» **OBJECTIF**:
Modifiez l'ensemble des enregistrements en remplaçant chaque occurrence de « Definition for annotators » par « Guideline for annotators », sans rien changer d'autre.

———

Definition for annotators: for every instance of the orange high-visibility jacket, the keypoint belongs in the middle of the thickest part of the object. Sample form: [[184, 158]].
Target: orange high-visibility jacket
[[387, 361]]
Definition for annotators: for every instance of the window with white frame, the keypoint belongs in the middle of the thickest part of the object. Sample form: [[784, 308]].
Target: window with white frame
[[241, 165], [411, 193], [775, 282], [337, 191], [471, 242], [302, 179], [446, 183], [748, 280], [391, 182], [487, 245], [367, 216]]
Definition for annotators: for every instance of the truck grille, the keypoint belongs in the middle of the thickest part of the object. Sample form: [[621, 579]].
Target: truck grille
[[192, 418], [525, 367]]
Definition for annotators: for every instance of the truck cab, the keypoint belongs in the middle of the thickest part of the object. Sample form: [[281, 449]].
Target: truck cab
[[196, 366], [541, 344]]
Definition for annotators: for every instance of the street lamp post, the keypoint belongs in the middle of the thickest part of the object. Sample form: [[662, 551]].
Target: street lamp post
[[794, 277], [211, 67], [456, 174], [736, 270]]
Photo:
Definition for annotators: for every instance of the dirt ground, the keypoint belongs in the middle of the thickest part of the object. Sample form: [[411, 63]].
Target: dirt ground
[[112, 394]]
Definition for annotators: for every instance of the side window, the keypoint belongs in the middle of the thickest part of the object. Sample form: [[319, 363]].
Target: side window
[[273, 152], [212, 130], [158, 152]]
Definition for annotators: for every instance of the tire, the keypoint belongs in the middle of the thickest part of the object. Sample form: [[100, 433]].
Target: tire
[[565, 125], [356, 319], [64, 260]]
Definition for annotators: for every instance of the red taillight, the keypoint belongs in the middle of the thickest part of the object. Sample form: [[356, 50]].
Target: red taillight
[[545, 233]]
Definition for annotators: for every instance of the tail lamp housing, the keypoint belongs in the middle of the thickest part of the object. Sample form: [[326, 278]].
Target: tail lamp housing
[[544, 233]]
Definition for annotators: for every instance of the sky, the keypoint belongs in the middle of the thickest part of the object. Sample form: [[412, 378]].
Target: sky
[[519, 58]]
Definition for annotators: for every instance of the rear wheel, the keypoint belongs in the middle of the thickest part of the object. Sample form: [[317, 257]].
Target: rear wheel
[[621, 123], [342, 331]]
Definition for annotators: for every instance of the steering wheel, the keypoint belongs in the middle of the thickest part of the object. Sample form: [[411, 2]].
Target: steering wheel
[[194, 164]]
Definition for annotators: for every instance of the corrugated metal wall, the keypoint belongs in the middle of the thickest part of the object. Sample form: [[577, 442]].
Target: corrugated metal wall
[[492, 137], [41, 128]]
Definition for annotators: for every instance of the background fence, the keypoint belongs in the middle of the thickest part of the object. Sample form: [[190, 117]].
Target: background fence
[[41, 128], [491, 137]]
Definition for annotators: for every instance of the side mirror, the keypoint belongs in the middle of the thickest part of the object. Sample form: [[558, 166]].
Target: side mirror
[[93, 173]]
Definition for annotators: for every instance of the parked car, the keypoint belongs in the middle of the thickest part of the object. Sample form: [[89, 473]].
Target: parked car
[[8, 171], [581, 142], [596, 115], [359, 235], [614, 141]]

———

» **RÉPONSE COMPLÈTE**:
Guideline for annotators: for every instance of the orange high-visibility jacket, the keypoint belongs in the middle of the thickest part of the object. Sample form: [[184, 158]].
Target: orange high-visibility jacket
[[387, 361]]
Guideline for annotators: for every instance of the window with white frame, the keypoint belongs in the middle of the thickest part of the object. Sample form: [[784, 308]].
Target: window with white frame
[[241, 165], [411, 193], [775, 282], [337, 191], [471, 242], [302, 179], [446, 183], [748, 280], [391, 182], [487, 245], [367, 216]]
Guideline for annotators: for every instance of the truck grille, the keypoint belongs in the middle of the thickest part of the object. Sample form: [[621, 579]].
Target: truck grille
[[192, 418], [525, 367]]
Guideline for annotators: for every instance of the truck cab, the keypoint belongs in the middle of the thickest part of the object. Sample form: [[281, 449]].
Target: truck cab
[[196, 366], [541, 344]]
Guideline for annotators: for every instance of the street lamp post, the keypoint belongs in the middle of the thickest part of the object. Sample form: [[662, 551]].
Target: street lamp post
[[794, 277], [211, 67], [456, 174], [736, 270]]
Photo:
Guideline for annotators: for every instance of the dirt ground, the keypoint belongs in the middle of the thickest part of the object. Sample form: [[411, 63]].
Target: dirt ground
[[112, 394]]
Guideline for annotators: for every instance of the side window, the keypoint belongs in the middle of the thickest part of the object. Sample form: [[319, 363]].
Target: side window
[[273, 152], [212, 130], [158, 152]]
Guideline for annotators: for every instance of the tire, the keypoint belongs in the middle of the thickest part of the object. Sample form: [[100, 433]].
Target: tire
[[565, 125], [356, 319], [64, 260]]
Guideline for annotators: for every instance of the red taillight, the keypoint belongs in the middle of the thickest part of the object. Sample form: [[356, 50]].
Target: red taillight
[[545, 233]]
Guideline for annotators: for every instance of the tail lamp housing, the keypoint belongs in the middle of the thickest part of the object. Sample form: [[326, 278]].
Target: tail lamp housing
[[544, 233]]
Guideline for annotators: for every instance of the sky, the keypoint belongs in the middle of the thickest part of the object. Sample form: [[412, 378]].
Target: sky
[[519, 58]]
Guideline for annotators: for every instance of the rear wheel, the keypoint belongs in the middle of the thickest part of the object. Sample form: [[317, 257]].
Target: rear wheel
[[621, 123], [342, 331]]
Guideline for annotators: for every instance of the steering wheel, the keypoint belongs in the middle of the thickest part of the object. Sample form: [[411, 2]].
Target: steering wheel
[[194, 164]]
Guideline for annotators: for every instance of the corrugated metal wall, the keypoint belongs in the middle of the thickest part of the object. Sample form: [[577, 442]].
Target: corrugated metal wall
[[492, 137], [41, 128]]
Guideline for annotators: for every instance of the background fence, the keypoint belongs in the middle of the thickest part of the object. Sample form: [[190, 117]].
Target: background fence
[[41, 128], [491, 137]]
Guideline for annotators: for every instance of the side mirror, the keypoint belongs in the middle of the thickest part of the object. Sample form: [[558, 166]].
Target: side mirror
[[93, 173]]
Guideline for annotators: for every instance of the parked car, the keypoint belongs in the middle of the thickest part of the object. Sample form: [[89, 473]].
Target: parked car
[[8, 171], [581, 142], [596, 115], [359, 235], [614, 141]]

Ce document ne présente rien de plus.